╭─ Information given
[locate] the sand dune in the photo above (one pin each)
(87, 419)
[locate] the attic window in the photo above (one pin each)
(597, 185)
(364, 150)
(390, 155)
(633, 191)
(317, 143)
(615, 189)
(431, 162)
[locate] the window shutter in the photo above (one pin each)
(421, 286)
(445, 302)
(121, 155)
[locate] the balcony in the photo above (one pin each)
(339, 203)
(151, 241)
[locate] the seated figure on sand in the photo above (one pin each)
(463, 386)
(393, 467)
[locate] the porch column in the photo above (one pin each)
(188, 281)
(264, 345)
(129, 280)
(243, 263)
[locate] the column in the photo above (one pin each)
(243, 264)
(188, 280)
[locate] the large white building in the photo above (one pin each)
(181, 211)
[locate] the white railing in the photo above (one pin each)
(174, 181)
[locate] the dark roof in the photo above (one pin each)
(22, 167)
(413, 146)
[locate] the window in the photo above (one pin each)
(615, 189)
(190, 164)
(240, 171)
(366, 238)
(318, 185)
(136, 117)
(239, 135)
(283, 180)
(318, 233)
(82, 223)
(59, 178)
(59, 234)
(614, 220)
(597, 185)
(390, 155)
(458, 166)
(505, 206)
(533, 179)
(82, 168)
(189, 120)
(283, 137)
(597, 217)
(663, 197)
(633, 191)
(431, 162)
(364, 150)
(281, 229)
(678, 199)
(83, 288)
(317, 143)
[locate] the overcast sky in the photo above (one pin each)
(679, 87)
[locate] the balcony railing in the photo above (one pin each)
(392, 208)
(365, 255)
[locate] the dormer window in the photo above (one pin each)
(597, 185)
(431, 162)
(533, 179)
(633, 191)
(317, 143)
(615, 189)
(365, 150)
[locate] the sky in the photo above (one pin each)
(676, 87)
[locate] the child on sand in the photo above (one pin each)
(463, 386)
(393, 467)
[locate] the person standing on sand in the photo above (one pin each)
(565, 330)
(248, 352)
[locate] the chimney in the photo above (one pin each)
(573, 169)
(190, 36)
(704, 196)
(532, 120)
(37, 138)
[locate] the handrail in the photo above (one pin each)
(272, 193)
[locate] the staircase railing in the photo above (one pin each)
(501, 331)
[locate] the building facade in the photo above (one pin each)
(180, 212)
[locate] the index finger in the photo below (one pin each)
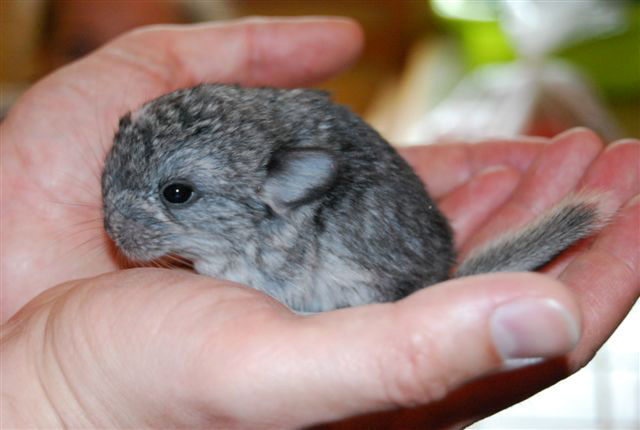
╰─
[What to work on]: Rewrite everything from the line containing "[locate] the building" down to the end of the data, keeping every line but multiplying each pin coordinate by 0.3 and rounding to a whole number, with halves rounded up. Leave the pictures out.

[In response]:
[locate] the building facade in the photo above (one pin each)
(54, 64)
[locate] the index finger in the photo below (one pin each)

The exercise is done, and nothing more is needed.